Copy out again, unchanged, the listing below from the line that has "Note: one point per instance of the wooden" through the line that has "Note: one point per instance of the boat".

- [Data for processing]:
==================================================
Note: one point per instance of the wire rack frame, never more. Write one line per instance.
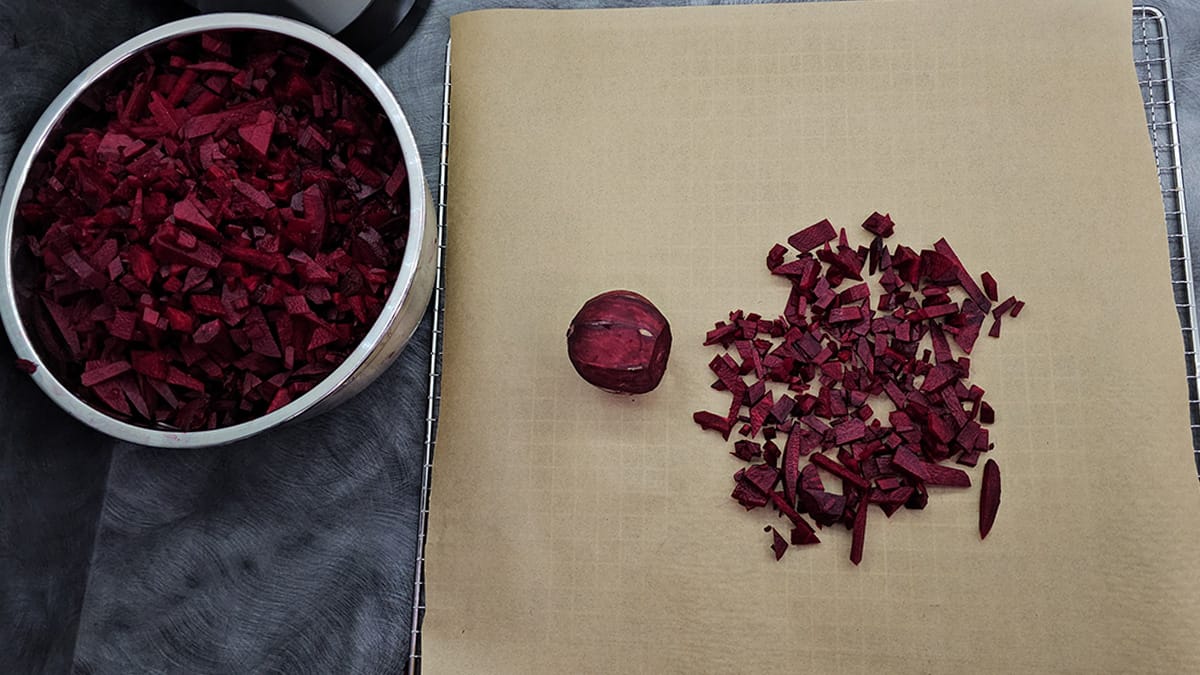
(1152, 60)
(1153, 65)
==================================================
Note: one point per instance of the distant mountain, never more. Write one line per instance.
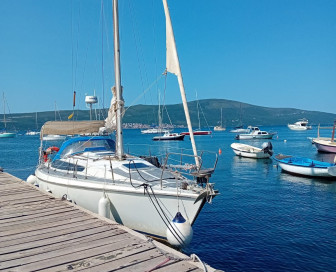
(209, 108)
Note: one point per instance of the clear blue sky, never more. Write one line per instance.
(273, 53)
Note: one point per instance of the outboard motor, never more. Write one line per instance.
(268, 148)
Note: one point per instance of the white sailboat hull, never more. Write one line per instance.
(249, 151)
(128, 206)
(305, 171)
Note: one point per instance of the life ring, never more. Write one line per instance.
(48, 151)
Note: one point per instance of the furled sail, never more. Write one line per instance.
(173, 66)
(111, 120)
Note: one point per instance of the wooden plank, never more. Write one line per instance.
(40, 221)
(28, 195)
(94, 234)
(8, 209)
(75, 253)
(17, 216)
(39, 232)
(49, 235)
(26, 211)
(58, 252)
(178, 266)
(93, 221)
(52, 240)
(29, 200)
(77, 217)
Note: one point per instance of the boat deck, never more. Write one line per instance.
==================================================
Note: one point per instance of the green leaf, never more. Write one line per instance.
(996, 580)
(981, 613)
==================================================
- [Task answer]:
Note: one point per instance of the wooden plank, never more. Write one line per instance.
(40, 221)
(28, 195)
(94, 234)
(8, 209)
(75, 253)
(17, 216)
(39, 232)
(49, 235)
(26, 211)
(58, 252)
(178, 266)
(93, 221)
(52, 240)
(29, 200)
(77, 217)
Note: one point per instance of the boat deck, never more. Write one line per instance.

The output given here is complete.